Ordinanza di Cassazione Civile Sez. 5 Num. 3579 Anno 2025
Civile Ord. Sez. 5 Num. 3579 Anno 2025
Presidente: COGNOME
Relatore: COGNOME
Data pubblicazione: 12/02/2025
ORDINANZA
sul ricorso iscritto al n. 9546/2017 R.G. proposto da :
RAGIONE_SOCIALE in persona del Direttore generale pro tempore , domiciliata ex lege in ROMA INDIRIZZO presso l’AVVOCATURA GENERALE DELLO STATO (NUMERO_DOCUMENTO) che la rappresenta e difende
-ricorrente-
contro
COGNOMENOME COGNOME
-intimato- avverso SENTENZA di COMM.TRIB.REG. DELLA CAMPANIA n. 9031/2016 depositata il 14/10/2016.
Udita la relazione svolta nella camera di consiglio del 15/01/2025 dal Co: COGNOME NOME COGNOME
FATTI DI CAUSA
L’Agenzia delle entrate adottava avviso di accertamento nei confronti della società ‘Istituto di RAGIONE_SOCIALE RAGIONE_SOCIALE sull’anno di imposta 2007, cui conseguivano distinti avvisi di accertamento nei
confronti di ciascuno dei tre soci con ripresa a tassazione a fini Irpef in ragione della presunzione di distribuzione di maggiori utili quali conseguenza della ristretta compagine sociale. Più precisamente, l’Ufficio imputava al socio NOME COGNOME pro quota la somma proporzionale alla sua partecipazione al capitale sociale di quanto accertato in capo alla società.
Il giudice di prossimità non apprezzava le ragioni di parte contribuente, ma la sentenza veniva integralmente riformata in appello, sull’assunto che l’avviso di accertamento originario fosse stato notificato alla società in un momento successivo alla sua cancellazione, nonché per non essersi data prova della distribuzione degli utili dalla società al socio NOME COGNOME Donde ricorre per c assazione l’Agenzia delle entrate, affidandosi a due mezzi cassatori, mentre è rimasta intimata la parte contribuente.

_Righe_:

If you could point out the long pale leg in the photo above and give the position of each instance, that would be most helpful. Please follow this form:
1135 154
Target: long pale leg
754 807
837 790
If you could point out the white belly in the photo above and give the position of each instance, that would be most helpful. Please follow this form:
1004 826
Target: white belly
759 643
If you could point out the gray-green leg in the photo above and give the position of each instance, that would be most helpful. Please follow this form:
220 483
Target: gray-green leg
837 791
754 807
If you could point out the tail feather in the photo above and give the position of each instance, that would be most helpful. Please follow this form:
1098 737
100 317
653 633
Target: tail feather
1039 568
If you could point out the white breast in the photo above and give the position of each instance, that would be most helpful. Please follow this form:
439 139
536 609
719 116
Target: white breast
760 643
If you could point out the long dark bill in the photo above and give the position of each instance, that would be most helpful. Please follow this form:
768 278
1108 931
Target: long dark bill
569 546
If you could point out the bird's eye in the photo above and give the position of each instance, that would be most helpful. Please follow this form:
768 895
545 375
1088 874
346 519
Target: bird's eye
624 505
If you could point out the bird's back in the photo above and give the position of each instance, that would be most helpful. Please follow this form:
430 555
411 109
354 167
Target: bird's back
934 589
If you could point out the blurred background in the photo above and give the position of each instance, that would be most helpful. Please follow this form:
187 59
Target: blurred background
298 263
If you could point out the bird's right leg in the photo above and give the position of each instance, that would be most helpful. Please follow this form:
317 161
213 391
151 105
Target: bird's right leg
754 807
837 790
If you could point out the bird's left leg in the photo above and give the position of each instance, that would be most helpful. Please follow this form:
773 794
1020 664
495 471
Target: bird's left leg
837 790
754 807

_Da fare_:
• A. Riporta sotto forma di elenco numerato le righe dell'elenco che vanno da quella contenente "If you could point out the tail" fino alla fine dell'elenco, estremi inclusi, tralasciando le righe vuote.
• B. Prosegui il testo dell'ordinanza della Cassazione a partire dal punto in cui si interrompe.

_Soluzioni_:
• A.
1. If you could point out the tail feather in the photo above and give the position of each instance, that would be most helpful. Please follow this form:
2. 1098 737
3. 100 317
4. 653 633
5. Target: tail feather
6. 1039 568
7. If you could point out the white breast in the photo above and give the position of each instance, that would be most helpful. Please follow this form:
8. 439 139
9. 536 609
10. 719 116
11. Target: white breast
12. 760 643
13. If you could point out the long dark bill in the photo above and give the position of each instance, that would be most helpful. Please follow this form:
14. 768 278
15. 1108 931
16. Target: long dark bill
17. 569 546
18. If you could point out the bird's eye in the photo above and give the position of each instance, that would be most helpful. Please follow this form:
19. 768 895
20. 545 375
21. 1088 874
22. 346 519
23. Target: bird's eye
24. 624 505
25. If you could point out the bird's back in the photo above and give the position of each instance, that would be most helpful. Please follow this form:
26. 430 555
27. 411 109
28. 354 167
29. Target: bird's back
30. 934 589
31. If you could point out the blurred background in the photo above and give the position of each instance, that would be most helpful. Please follow this form:
32. 187 59
33. Target: blurred background
34. 298 263
35. If you could point out the bird's right leg in the photo above and give the position of each instance, that would be most helpful. Please follow this form:
36. 317 161
37. 213 391
38. 151 105
39. Target: bird's right leg
40. 754 807
41. 837 790
42. If you could point out the bird's left leg in the photo above and give the position of each instance, that would be most helpful. Please follow this form:
43. 773 794
44. 1020 664
45. 495 471
46. Target: bird's left leg
47. 837 790
48. 754 807

• B.
CONSIDERATO
Vengono proposti due motivi di ricorso.
Con il primo motivo si prospetta censura ai sensi dell’articolo 360 numero 4 del codice di procedura civile per violazione o falsa applicazione dell’articolo 57, primo comma, d.lgs. n. 546/1992. Nella sostanza si protesta accoglimento del ricorso privato sulla scorta di un motivo nuovo, presentato per la prima volta solo in grado di appello.
La parte ricorrente riproduce, ai fini della completezza ed esaustività il motivo, gli atti dei gradi di merito da cui si desume che la censura circa la notifica dell’avviso di accertamento ad una società di capitali già estinta al momento della ripresa a tassazione sia stata proposta per la prima volta solo in grado di appello, in violazione della citata norma processuale.
Il motivo è fondato e merita accoglimento.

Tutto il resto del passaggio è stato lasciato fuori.